▶ **JOB**
Reproduce all the rows below with every occurrence of "biggest circle" replaced by "largest circle". Leave everything else untouched.

(Lines of data)
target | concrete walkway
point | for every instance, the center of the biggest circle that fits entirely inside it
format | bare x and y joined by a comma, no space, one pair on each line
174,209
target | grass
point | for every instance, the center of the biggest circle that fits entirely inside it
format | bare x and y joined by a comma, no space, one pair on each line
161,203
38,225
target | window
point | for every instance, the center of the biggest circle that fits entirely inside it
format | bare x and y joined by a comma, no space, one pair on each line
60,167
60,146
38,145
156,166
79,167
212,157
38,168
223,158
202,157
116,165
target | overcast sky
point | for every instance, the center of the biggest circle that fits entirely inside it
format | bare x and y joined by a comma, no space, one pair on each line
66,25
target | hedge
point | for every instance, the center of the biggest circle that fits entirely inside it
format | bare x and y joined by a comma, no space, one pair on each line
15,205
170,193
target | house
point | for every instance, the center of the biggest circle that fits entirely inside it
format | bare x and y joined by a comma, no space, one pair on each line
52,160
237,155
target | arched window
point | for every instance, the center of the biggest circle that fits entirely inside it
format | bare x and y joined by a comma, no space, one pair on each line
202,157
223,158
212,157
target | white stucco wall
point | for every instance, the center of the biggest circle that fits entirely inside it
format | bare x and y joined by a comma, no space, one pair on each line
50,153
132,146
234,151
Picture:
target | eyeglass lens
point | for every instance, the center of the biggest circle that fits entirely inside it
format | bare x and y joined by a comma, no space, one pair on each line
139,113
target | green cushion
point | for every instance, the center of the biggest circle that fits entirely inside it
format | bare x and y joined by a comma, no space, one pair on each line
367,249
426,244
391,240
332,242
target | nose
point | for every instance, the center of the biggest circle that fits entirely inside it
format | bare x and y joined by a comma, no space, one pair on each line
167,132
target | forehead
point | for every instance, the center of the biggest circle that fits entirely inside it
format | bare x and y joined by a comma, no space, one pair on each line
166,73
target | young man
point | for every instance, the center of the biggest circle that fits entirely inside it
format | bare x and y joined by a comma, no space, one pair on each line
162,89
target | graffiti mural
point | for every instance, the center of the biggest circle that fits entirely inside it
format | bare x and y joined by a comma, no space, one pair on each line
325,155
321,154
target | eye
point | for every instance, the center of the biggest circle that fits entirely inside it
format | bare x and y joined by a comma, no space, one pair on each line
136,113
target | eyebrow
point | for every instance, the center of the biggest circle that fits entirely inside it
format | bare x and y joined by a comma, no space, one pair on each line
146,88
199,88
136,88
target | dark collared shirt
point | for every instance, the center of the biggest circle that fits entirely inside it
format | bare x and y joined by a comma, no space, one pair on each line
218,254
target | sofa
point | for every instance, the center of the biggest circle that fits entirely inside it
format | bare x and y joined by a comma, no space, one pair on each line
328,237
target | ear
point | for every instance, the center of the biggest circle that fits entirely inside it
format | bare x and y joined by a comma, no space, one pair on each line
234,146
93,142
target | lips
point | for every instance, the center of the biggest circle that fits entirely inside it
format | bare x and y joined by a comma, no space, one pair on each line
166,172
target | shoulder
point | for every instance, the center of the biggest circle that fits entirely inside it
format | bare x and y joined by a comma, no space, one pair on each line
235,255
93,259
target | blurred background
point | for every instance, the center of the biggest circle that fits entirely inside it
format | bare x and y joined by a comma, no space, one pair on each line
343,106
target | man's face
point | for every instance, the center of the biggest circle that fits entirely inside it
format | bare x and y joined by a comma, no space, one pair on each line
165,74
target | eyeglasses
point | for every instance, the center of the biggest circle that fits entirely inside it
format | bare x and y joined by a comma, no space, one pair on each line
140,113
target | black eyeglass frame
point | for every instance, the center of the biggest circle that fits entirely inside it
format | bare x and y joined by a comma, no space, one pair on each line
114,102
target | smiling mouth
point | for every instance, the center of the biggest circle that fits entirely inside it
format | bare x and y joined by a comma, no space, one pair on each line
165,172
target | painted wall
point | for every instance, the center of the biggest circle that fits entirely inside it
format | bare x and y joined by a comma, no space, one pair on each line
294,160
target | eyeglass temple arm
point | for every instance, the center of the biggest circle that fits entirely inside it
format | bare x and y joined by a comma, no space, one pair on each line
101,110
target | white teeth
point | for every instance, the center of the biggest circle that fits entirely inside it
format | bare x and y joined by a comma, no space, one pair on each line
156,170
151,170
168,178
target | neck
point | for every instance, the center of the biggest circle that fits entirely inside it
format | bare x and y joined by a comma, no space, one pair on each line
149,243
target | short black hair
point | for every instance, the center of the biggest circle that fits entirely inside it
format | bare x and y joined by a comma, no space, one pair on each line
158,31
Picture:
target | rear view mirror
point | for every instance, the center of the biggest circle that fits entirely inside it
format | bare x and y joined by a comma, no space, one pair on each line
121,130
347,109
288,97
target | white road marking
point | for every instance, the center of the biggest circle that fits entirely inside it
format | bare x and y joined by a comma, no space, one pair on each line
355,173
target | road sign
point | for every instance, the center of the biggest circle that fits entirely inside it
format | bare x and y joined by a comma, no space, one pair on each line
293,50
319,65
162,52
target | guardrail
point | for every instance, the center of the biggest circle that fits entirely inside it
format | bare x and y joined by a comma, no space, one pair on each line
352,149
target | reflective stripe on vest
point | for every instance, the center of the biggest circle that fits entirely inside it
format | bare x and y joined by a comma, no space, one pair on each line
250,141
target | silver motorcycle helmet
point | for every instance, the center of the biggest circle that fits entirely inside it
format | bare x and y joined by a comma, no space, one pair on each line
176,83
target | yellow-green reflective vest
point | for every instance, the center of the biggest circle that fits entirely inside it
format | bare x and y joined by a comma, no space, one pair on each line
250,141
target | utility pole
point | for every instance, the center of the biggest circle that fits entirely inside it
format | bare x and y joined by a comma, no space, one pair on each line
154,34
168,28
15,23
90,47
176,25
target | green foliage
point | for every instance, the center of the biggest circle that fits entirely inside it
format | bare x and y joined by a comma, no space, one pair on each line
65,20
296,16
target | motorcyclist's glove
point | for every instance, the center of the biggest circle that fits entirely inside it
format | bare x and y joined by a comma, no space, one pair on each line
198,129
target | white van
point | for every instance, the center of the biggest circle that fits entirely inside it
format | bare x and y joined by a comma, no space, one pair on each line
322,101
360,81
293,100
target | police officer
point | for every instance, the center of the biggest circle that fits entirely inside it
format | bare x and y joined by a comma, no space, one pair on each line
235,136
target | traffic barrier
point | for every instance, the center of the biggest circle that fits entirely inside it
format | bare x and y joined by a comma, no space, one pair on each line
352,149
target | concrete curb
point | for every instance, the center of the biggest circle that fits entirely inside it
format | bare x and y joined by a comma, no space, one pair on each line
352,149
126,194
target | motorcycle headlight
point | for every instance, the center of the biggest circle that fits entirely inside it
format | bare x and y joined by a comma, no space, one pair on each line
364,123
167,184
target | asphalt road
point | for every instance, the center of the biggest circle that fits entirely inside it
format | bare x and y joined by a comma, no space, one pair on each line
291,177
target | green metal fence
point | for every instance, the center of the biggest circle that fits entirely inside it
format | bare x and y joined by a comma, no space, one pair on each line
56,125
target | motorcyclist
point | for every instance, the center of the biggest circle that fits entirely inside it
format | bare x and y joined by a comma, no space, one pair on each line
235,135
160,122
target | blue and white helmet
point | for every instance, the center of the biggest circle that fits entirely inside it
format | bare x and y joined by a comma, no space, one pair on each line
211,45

▶ **WRITTEN ANSWER**
target | concrete walkway
point | for every instance, the center of the largest circle that fits entirely inside it
format | bare x and y joined by a comma, no space, one pair on each line
174,209
target | grass
point | for every instance, the center of the largest circle that fits entirely inside it
format | bare x and y joined by a comma, no space, one pair on each line
161,203
38,225
target | window
point | for every instance, the center of the largest circle that fits entirely inside it
format | bare x and y joined by a comma, no space, one pair on each line
60,167
60,146
38,145
156,166
79,167
212,157
38,168
223,158
202,157
116,165
target | overcast sky
point | for every instance, the center of the largest circle that fits entirely inside it
format | bare x and y joined by a comma, no space, one pair on each line
66,25
target | hedge
point | for every instance, the center of the largest circle that fits entirely inside it
format | bare x and y joined by a comma, no space, one pair on each line
15,205
170,193
target | house
point | for every instance, the center of the largest circle that fits entirely inside it
format | bare x and y joined by a comma, no space, one pair on each line
52,160
237,155
target | arched window
point | for every instance, the center of the largest circle that fits entirely inside it
format | bare x and y joined by a comma, no space, one pair on each line
202,157
223,158
212,157
target | white stucco wall
point | for every instance, the center of the largest circle that fits entirely inside it
format | bare x and y joined by a comma, no space, one pair on each line
50,153
132,146
234,151
Picture:
target | eyeglass lens
point | for every instance, the center of the largest circle that fits entirely inside it
format | bare x and y joined by a comma, no space, one pair on each line
139,113
target | green cushion
point | for every instance, the center of the largest circle that fits entirely inside it
format | bare x and y joined by a comma, no space, one pair on each line
367,249
426,244
391,240
332,242
target | nose
point | for every instance, the center of the largest circle that fits entirely inside it
format | bare x and y joined by a comma, no space, one pair on each line
167,132
target | forehead
point | for every instance, the center of the largest circle that fits entirely inside it
format | bare x and y joined by a comma, no space, one pair on each line
166,73
target | young man
point | for every instance, the center of the largest circle that fits entirely inside it
format | bare x and y joined by a comma, no space, one pair on each line
162,89
target | graffiti mural
point | for every instance, the center of the largest circle that fits entirely inside it
format | bare x and y joined by a comma, no space, one pair on each line
325,155
321,154
target | eye
point | for every instance, the center of the largest circle that fits entirely inside it
format | bare x and y joined by a comma, no space, one pair on each line
136,113
target | eyebrow
point | for every instance, the center of the largest circle that fits entirely inside it
format | bare x and y joined by a comma, no space, one pair on each line
146,88
199,88
136,88
target | dark collared shirt
point | for every instance, the center of the largest circle that fits entirely inside it
format | bare x and y joined by a comma, no space, one pair on each line
218,254
target | sofa
point | for every instance, the center of the largest circle that fits entirely inside it
format | bare x and y joined by a comma, no space, one pair on each line
328,237
target | ear
point | for every instance, the center of the largest circle that fits entirely inside it
format | bare x and y joined by a comma, no space, one pair on each line
234,146
93,142
target | lips
point | for every instance, the center of the largest circle that fits entirely inside it
format | bare x and y joined by a comma, no space, one pair on each line
166,172
target | shoulder
point | for every instance, the center of the largest circle that fits entirely inside it
format | bare x and y joined by a comma, no space, one pair on each line
235,255
93,259
target | blurred background
point | for every instance, the center of the largest circle that fits entirely inside it
format | bare x and y joined by a comma, no space, one pair on each line
343,106
target | man's face
point | for every instance, the center of the largest circle that fits entirely inside it
format | bare x and y joined by a comma, no space, one pair on each line
165,74
target | eyeglasses
point | for every instance, the center of the largest circle that fits entirely inside it
format | bare x and y joined by a comma, no space, one pair on each line
140,113
target | black eyeglass frame
point | for every instance, the center of the largest circle that fits entirely inside it
format | bare x and y joined by a comma, no space, one pair on each line
114,102
target | smiling mouth
point | for every instance, the center of the largest circle that fits entirely inside it
format | bare x and y joined by a comma, no space, one pair on each line
165,172
target | painted wall
point | for every instance, the center of the largest circle that fits entirely inside it
format | bare x and y joined by a comma, no space, one pair on each line
294,160
target | eyeglass temple arm
point | for every instance, the center of the largest circle that fits entirely inside it
format | bare x and y joined by a comma, no space, one pair on each line
101,110
target | white teeth
point | for every instance, the center of the largest circle that fits entirely inside it
format | bare x and y joined by a comma, no space, one pair on each line
156,170
151,170
168,178
target | neck
point | for every instance, the center of the largest circle that fits entirely inside it
format | bare x and y joined by a comma, no space, one pair on each line
149,243
target | short black hair
point | for every instance, the center of the largest circle that fits entirely inside it
format | bare x and y joined by a comma, no space, one pair on each line
158,31
Picture:
target | rear view mirror
point | for every instance, the center of the largest circle that fits entirely inside it
format | bare x and y joined by a comma, no space, one pair on each line
121,130
347,109
288,97
target | white road marking
point | for every instance, the center of the largest circle that fits entirely inside it
format | bare x and y joined by a comma, no space, one pair on each line
355,173
target | road sign
point | for every instance, the center of the largest circle that fits entirely inside it
format | bare x and y joined by a comma, no space, one pair on each line
293,50
319,65
162,52
target | guardrail
point | for every instance, the center of the largest circle that fits entirely inside it
format | bare x and y joined by a comma, no space, one pair on each line
352,149
target | reflective stripe on vest
point | for every instance, the center of the largest circle that fits entirely inside it
format | bare x and y joined by a comma, no space, one pair on each line
250,141
target | silver motorcycle helmet
point | for every instance, the center of the largest circle that fits entirely inside it
format | bare x and y joined by a comma, no space, one pair on each line
176,83
target | yellow-green reflective vest
point | for every instance, the center of the largest circle that fits entirely inside it
format | bare x and y joined by a comma, no space, one pair on each line
250,141
target | utility pole
point | for every instance, the center of the largest circle that fits entirely inside it
format | bare x and y joined by a comma, no space, one pair on each line
154,34
168,28
15,23
90,47
176,25
target | green foliage
point | for every instance, the center of the largest circle that fits entirely inside it
format | bare x and y joined by a comma, no space, one pair on each line
65,20
296,16
target | motorcyclist's glove
point | for every instance, the center of the largest circle that fits entirely inside it
format | bare x and y joined by a comma, no space, one pair on each line
198,129
target | white van
point | for every instance, the center of the largest circle that fits entirely inside it
format | bare x and y joined by a comma, no space, one pair on each line
322,101
360,81
293,100
target | police officer
point | for every instance, the center of the largest circle that fits entirely inside it
format | bare x and y joined by a comma, no space, one pair on each line
235,136
target | traffic barrier
point | for every instance, the center of the largest circle that fits entirely inside it
format | bare x and y joined by a comma, no space, one pair on each line
352,149
target | concrete curb
point | for every instance, the center of the largest circle that fits entirely inside it
format | bare x and y joined by a comma, no space, one pair on each line
352,149
126,194
target | motorcycle headlight
point | for every instance, the center of the largest circle that fits entirely inside it
format | bare x and y joined by a comma, no space, one pair on each line
364,123
167,184
target | asphalt road
point | for every instance, the center of the largest circle that fits entirely inside it
format | bare x and y joined by a comma, no space, one pair on each line
291,177
target | green metal fence
point | for every instance, the center of the largest circle that fits entirely inside it
format | bare x and y joined by a comma, no space, one pair on each line
56,125
target | motorcyclist
point | for every instance, the center of the largest circle that fits entirely inside it
format | bare x and y joined by a comma, no space, one pair on each line
235,135
160,122
target | blue and white helmet
point | for every instance, the center of the largest circle that fits entirely inside it
format | bare x and y joined by a comma, no space, one pair on each line
211,45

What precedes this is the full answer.